▶ **PASSAGE SHOWN**:

-- Opening Marker --

Buying American (Energy), Storage and Recovery
Mark Green
Posted April 23, 2020
While the natural gas and oil industry focuses on challenges from the historic drop in oil demand due to the impacts of COVID-19, keep an eye on proposals that offer the best support for this industry and, in turn, the U.S. economy and American consumers.
One idea among many – including addressing storage issues and ensuring access to capital – is to look to China as a potential buyer of U.S. energy. Makes sense: In an oversupplied global market, China appears to be a buyer. What’s more, in the “Phase 1” trade deal announced in January, China agreed to buy U.S. crude and liquefied natural gas (LNG), among other energy products.
Today, API sent a letter to the U.S. Commerce and Energy departments and the U.S. Trade Representative to suggest that some good might come from following up with China to buy U.S. energy. The letter notes that U.S. energy exports to targeted markets are essential to help with oversupply and storage issues here at home:
… China will need access to energy in the near-term and the United States is well-positioned to provide for this need. In the recently signed Phase 1 Agreement, China agreed to purchase in 2020 an additional $18.5 (billion) over their 2017 purchases of various U.S. energy products, including crude and LNG cargoes. This amount, in today’s markets, could translate into significant export quantities, but still not equal the full extent of China’s overall domestic energy demand.
Accordingly, further examination of this Agreement may present opportunities to address our domestic oversupply and at the same time, further advance U.S. international objectives. We encourage the Administration to look to this important Phase 1 Agreement as an opportunity to strengthen America’s energy security and provide for much needed balance to the global markets.
Under the Phase 1 deal, China agreed to buy at least $200 billion of U.S. exports over the next two years, including billions of U.S. energy products. In exchange, the U.S. agreed to modify tariffs imposed on the import of Chinese goods. API President and CEO Mike Sommers talked about energy trade with China in a CNN interview:
“We also need to make sure our trade commitments are being met. Of course, there was a big China trade deal at the beginning of this year, and we would be very hopeful that China and other countries that made commitments to the United States to (buy) American energy would honor those commitments. We need to make sure that markets that are open are taking American products.”
Again, there’s not a single solution to the one-two punch of a decline in oil demand coupled with a supply abundance. Yet, working with China to buy U.S. energy could be part of the solution. Ensuring access to financial capital for natural gas and oil companies and finding ways to mitigate dwindling storage are good approaches as well. All are helpful to our industry as local and state economies begin restarting, when natural gas and oil will provide a lot of energy to help the national pandemic recovery.

-- Closing Marker --

▶ **RECORDED INFORMATION**:

-- Opening Marker --

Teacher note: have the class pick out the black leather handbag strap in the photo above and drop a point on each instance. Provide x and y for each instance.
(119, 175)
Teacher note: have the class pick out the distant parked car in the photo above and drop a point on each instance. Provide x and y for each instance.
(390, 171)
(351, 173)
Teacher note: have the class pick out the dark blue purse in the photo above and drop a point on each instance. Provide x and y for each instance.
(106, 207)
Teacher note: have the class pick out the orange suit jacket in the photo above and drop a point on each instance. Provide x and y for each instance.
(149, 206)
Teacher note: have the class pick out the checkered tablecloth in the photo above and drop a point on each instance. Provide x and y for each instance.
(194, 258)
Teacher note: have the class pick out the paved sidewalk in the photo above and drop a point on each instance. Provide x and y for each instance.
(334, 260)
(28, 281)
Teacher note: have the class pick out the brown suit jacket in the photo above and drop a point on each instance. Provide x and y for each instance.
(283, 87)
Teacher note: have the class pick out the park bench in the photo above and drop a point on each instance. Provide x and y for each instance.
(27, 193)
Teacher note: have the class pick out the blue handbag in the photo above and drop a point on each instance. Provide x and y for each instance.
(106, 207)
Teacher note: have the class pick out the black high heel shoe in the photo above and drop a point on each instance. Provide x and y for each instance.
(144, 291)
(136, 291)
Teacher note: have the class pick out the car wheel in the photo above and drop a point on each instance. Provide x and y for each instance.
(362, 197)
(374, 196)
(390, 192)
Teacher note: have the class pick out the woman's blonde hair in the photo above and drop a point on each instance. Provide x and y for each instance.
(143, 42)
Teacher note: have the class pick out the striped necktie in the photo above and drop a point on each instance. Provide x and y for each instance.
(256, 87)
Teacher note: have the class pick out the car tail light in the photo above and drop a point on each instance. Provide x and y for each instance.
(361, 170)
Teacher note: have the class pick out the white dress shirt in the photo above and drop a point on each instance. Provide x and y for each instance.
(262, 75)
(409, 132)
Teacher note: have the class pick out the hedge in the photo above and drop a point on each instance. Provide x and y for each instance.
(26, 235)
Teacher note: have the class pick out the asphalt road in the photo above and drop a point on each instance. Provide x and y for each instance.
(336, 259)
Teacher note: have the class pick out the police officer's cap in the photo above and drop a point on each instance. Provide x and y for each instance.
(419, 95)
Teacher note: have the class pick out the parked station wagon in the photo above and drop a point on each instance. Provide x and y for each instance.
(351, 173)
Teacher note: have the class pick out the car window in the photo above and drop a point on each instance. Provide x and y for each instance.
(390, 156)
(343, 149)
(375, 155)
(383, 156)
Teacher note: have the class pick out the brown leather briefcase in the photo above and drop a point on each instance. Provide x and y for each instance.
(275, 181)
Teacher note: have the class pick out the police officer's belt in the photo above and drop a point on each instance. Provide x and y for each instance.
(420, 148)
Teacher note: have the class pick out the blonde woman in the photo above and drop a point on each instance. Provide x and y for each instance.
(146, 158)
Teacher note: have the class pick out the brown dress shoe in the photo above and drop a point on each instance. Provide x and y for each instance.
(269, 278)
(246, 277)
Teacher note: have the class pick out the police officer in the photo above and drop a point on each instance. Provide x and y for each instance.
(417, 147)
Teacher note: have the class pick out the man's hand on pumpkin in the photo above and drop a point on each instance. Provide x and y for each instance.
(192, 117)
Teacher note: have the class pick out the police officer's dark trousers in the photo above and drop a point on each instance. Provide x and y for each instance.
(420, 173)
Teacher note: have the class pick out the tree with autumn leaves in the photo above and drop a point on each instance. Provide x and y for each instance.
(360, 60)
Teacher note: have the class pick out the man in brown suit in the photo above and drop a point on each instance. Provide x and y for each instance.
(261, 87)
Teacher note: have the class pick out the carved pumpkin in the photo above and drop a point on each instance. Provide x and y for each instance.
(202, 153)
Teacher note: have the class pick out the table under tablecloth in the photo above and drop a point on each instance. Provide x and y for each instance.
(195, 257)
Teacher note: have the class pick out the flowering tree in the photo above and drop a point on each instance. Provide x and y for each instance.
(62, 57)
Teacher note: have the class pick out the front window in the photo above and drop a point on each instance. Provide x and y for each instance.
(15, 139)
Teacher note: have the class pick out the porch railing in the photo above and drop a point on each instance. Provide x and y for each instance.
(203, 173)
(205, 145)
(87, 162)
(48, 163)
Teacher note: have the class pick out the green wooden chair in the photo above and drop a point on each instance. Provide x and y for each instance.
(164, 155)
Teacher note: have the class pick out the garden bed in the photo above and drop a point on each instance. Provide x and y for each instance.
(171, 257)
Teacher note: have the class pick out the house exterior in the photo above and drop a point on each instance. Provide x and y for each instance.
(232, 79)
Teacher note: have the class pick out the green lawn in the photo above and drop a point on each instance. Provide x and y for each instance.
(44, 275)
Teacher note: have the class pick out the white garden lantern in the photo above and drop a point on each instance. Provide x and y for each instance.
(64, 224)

-- Closing Marker --

▶ **TASK BRIEF**:
Resume the post about China buying U.S. energy, starting right after its last sentence.

▶ **RESPONSE AREA**:
Certainly, the significant decline in demand is tied to global efforts to slow the spread of COVID-19. Frank Macchiarola, API senior vice president of policy, economics and regulatory affairs, told Fox Business that world oil demand of 100 million barrels per day, built up over the past 20 years, has declined to about 75 million barrels a day during the pandemic. Macchiarola:
“In one month, we’ve gone back 20 years in demand. … We’ve never gone through a situation where the government has intentionally stopped economic growth. That 20 years of demand … globally, you look on the jobs front, you’re talking about years and years of job creation essentially being eliminated in one month.”
Indicative of this, as one market analyst said this week, is that not since 1968 has U.S. demand for gasoline been so low.
Mitigating crude oil storage issues is paramount. Sommers told CNBC that industry is looking at various solutions – such as using sea-going tankers for storage, working with the federal government to lease storage in the Strategic Petroleum Reserve, reversing pipeline flows to increase access to storage and other options.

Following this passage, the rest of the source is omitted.